> TO DO:
**a.** Please output the stretch of the text on race and inequality from "Pan-ethnic Labels: General" through "attitudes or behaviors.".
**b.** In the text on race and inequality, how is colorism defined?
**c.** Decide whether each statement agrees with the text on race and inequality. Answer yes or no, and quote the deciding words.
(i) Institutional racism exists only when the people maintaining the laws and practices have racist intentions.
(ii) Personal racism is the individual expression of racist attitudes or behaviors.
(iii) Pan-ethnic labels are terms applied to one narrow subgroup.

> SOURCE TEXT:
───

13. Large social inequities in health are unacceptable in a nation founded on the principles of liberty, equality and justice for all, and there is inadequate recognition that dismantling racial bias in all its forms is likely to a potent healthy intervention.[my emphasis.VM]
This review and excerpting enhanced my own learning process.
I welcome your responses.
Warm Regards, VM
Good morning,
I wanted to share this with all of you.
Chapter 11: The Architecture of Inequality [Quizlet]
This chapter covers: _Race and Ethnicity: More Than Just Biology, _Histories of Oppression and Inequality, _Racial and Ethnic Relations, _Global Perspectives on Racism.
Affirmative Action : Program designed to seek out members of minority groups for positions from which they had previously been excluded, thereby seeking to overcome institutional racism.
Colorism: Skin color prejudice within an ethno-racial group, most notably between light-skinned and dark-skinned Blacks.
Discrimination: Unfair treatment of people based on some social characteristic, such as race, ethnicity, or sex.
Ethnicity: Sense of community that derives from the cultural heritage shared by a category of people with common ancestry.
Institutional Racism: Laws, customs, and practices that systematically reflect and produce racial and ethnic inequalities in a society, whether or not the individuals maintaining these laws, customs, and practices have racist intentions.
Pan-ethnic Labels: General terms applied to diverse subgroups that are assumed to have something in common.
Personal Racism: Individual expression of racist attitudes or behaviors.
Prejudice: Rigidly held, unfavorable attitudes, beliefs and feelings about members of a different group, based on a social characteristic such as race, ethnicity, or gender.
Quiet Racism: Form of racism expressed subtly and indirectly through feelings of discomfort, uneasiness, and fear, which motivate avoidance rather that blatant discrimination.
Race: Category of people labeled and treated as similar because of some common biological traits, such as skin color, texture of hair, and shape of eyes.[It is a sociological and legal category- there is only one biological entity Homo-sapiens- represented by the human race.]
Racial Transparency: Tendency for the race of a society's majority to be so obvious, normative, and unremarkable that it becomes, for all intents and purposes, invisible.
Racism: Belief that humans are subdivided into distinct groups that are different in their social behavior and innate capabilities and the can be ranked as superior or inferior.
Stereotype: Overgeneralized belief that a certain trait, behavior, or attitude characterizes all members of some identifiable group.

───

> DATA UNDER STUDY:
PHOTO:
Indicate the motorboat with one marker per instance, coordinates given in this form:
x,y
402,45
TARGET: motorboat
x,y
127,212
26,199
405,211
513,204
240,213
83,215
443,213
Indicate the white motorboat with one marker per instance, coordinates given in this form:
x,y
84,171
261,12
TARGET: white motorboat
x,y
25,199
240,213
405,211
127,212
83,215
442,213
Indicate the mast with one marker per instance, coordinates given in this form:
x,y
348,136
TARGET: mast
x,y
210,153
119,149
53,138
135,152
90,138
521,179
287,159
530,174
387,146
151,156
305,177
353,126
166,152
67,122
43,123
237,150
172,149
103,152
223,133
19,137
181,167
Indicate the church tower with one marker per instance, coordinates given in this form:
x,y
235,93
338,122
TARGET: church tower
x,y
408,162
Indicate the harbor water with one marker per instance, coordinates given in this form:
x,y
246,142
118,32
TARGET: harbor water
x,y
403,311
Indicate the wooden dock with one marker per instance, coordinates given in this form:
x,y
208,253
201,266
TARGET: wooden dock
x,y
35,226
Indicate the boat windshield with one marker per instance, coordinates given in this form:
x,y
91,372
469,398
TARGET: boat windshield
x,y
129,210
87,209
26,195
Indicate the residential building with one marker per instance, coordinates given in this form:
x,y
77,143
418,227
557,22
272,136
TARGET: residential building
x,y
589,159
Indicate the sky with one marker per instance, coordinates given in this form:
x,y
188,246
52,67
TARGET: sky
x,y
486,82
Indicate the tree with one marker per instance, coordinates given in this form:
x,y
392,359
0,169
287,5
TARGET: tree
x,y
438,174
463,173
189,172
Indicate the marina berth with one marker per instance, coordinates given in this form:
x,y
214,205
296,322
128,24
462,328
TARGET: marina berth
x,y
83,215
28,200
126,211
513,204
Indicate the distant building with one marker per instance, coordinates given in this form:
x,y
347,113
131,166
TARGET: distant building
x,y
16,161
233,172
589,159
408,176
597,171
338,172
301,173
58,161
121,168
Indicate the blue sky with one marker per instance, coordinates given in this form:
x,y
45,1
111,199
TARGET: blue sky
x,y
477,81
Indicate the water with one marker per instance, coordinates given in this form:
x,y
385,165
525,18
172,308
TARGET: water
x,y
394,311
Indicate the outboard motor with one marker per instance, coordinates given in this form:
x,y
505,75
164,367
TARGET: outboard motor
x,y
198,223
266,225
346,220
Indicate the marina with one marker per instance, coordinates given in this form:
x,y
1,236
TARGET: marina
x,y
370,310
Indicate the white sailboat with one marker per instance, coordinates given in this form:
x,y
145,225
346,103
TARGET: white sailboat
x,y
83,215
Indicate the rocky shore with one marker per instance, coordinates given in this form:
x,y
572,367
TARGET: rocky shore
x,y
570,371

───

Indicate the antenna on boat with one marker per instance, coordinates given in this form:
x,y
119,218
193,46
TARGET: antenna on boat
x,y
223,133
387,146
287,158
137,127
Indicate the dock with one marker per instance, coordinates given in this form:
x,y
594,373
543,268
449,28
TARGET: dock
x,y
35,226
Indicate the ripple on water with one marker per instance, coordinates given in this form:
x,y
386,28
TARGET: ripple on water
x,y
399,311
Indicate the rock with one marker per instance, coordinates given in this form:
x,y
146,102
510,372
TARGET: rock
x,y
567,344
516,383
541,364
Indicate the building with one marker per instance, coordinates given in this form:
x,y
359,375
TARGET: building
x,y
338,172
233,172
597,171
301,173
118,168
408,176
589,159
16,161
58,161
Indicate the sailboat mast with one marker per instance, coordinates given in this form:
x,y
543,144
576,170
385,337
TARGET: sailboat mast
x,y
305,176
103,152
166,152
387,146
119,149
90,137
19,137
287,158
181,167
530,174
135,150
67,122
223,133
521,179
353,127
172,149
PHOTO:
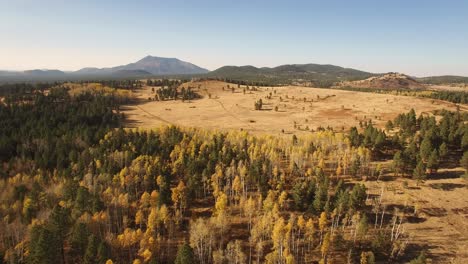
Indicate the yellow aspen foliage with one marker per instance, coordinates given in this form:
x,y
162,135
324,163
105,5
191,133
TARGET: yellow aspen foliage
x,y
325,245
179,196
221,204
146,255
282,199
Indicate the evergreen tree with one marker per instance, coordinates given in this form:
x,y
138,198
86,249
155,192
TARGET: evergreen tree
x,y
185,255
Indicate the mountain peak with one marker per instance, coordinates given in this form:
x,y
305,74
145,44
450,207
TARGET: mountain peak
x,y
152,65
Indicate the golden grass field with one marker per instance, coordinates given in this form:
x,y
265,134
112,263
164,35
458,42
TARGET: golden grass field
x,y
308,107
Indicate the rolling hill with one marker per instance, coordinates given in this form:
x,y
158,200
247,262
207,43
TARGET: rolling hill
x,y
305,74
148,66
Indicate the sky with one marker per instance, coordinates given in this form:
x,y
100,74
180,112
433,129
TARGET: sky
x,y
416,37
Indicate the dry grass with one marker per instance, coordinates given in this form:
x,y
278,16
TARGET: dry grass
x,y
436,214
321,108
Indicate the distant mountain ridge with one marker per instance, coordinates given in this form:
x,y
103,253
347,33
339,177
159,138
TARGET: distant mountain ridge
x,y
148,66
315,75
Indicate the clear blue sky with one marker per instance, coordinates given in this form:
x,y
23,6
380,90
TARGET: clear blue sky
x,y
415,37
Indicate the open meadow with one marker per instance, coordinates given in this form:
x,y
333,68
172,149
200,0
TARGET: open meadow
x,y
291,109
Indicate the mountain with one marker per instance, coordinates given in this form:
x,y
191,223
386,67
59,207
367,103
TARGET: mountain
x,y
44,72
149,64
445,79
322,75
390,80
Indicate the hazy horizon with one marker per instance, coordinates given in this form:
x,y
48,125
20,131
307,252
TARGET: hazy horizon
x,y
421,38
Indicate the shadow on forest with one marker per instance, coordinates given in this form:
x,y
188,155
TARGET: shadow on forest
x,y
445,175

───

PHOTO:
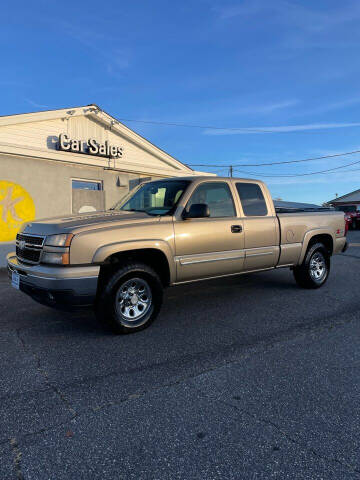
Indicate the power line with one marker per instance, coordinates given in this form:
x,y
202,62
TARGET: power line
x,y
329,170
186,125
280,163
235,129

───

> EXPECTED RESPONSES:
**a.**
Pan-ethnic Labels: General terms applied to diverse subgroups that are assumed to have something in common.
Personal Racism: Individual expression of racist attitudes or behaviors.

**b.** Skin color prejudice within an ethno-racial group, most notably between light-skinned and dark-skinned Blacks.

**c.**
(i) No: "whether or not the individuals maintaining these laws, customs, and practices have racist intentions"
(ii) Yes: "Individual expression of racist attitudes or behaviors"
(iii) No: "General terms applied to diverse subgroups"